Use case 1: Data Visualization

Now that we have a data cube (DS) to work with, we can start by visualizing some of the monthly soil moisture values. Our data cube DS is an xarray.Dataset, which comes with a lot of functionalities. For example we can create a simple map visualization of:

  • soil moisture for a certain date.

  • the number of observations for a certain date (note that nobs is only available for monthly and 10-daily averaged data downloaded from CDS). Here we extract an image from the data cube using the xarray.Dataset.sel method.

In the next cell, you can select a date to plot soil moisture data. We then select the correct soil moisture (and observation count) data and create a map visualization.

★ ★ ★

* [Required tasks]:
**A)** In the soil moisture visualization text, which method extracts an image from the data cube?
**B)** Continue the soil moisture visualization text from its final sentence.

* [Provided data]:
★ ★ ★

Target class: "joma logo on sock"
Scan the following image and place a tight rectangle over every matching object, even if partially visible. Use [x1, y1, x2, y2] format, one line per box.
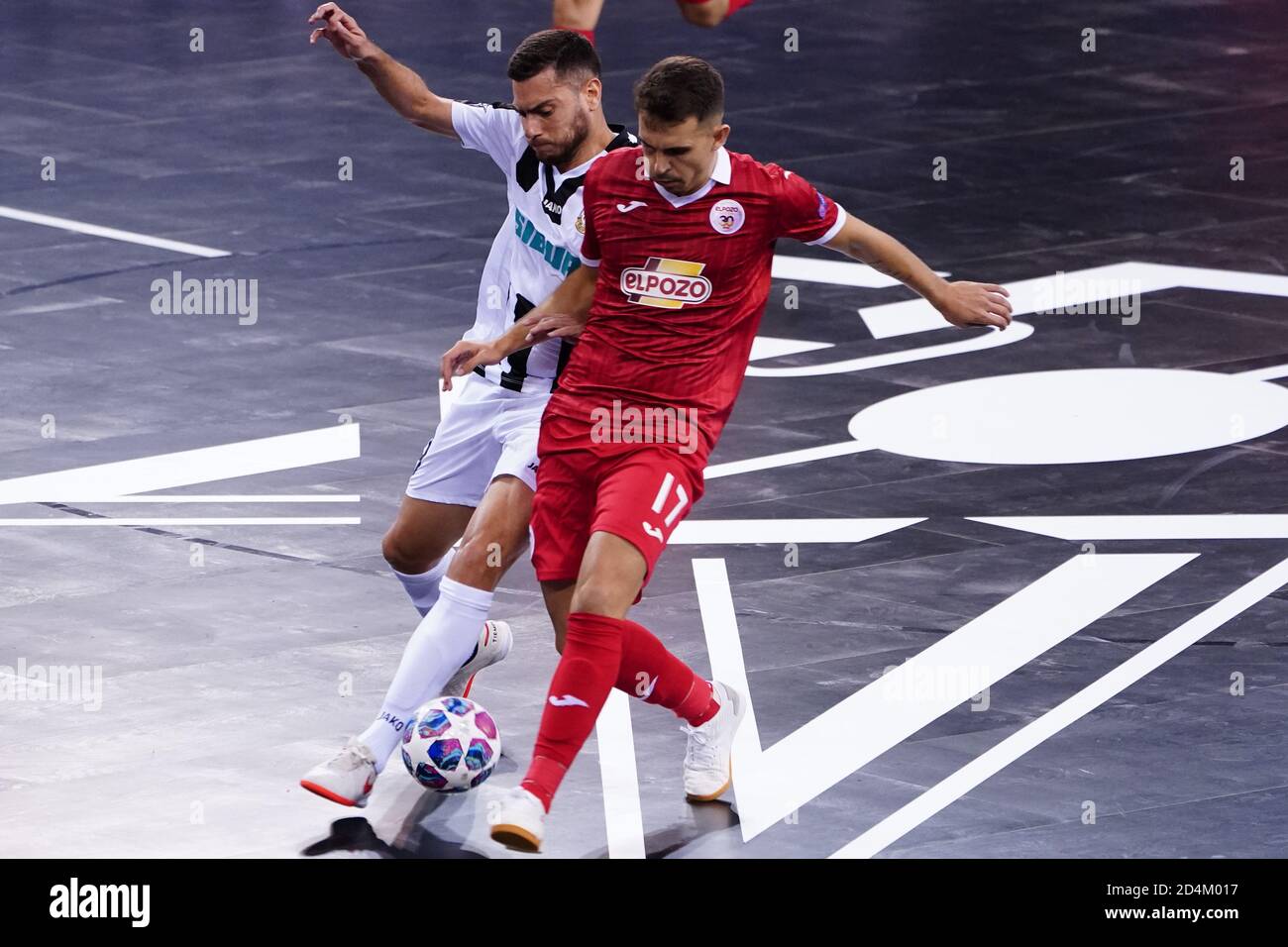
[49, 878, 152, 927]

★ ★ ★

* [Results]:
**A)** The xarray.Dataset.sel method.

**B)**
Try:

  • Choosing a different month and year in the first line, to plot the data for a different time stamp.

DATE = "2022-05-01"  # Time stamp to create plot for, you can choose a different date!

if np.datetime64(DATE) not in DS.time.values:
    raise KeyError(f"{DATE} not found in data.")

# Create an empty figure with 2 subplots
fig, axs = plt.subplots(1, 2, figsize=(17, 5), subplot_kw={"projection": ccrs.PlateCarree()})

# Extract and plot the soil moisture image for chosen date using xarray.Dataset.sel and Dataset.plot:
p_sm = DS["sm"].sel(time=DATE).plot(
    transform=ccrs.PlateCarree(),
    ax=axs[0],
    cmap=CM_SM,
    cbar_kwargs={"label": f"Soil Moisture [{SM_UNIT}]"},
)
axs[0].set_title(f"{DATE} - Soil Moisture")

# Extract and plot the number of observations (nobs) image for chosen date using xarray.Dataset.sel and Dataset.plot:
if "nobs" in DS.variables:
    # Note: nobs is only available for monthly and 10-daily data
    p_obs = DS["nobs"].sel(time=DATE).plot(
        transform=ccrs.PlateCarree(),
        ax=axs[1],
        vmax=31,
        vmin=0,
        cmap=plt.get_cmap("YlGnBu"),
        cbar_kwargs={"label": "Days with valid observations"},
    )
    axs[1].set_title(f"{DATE} - Data coverage")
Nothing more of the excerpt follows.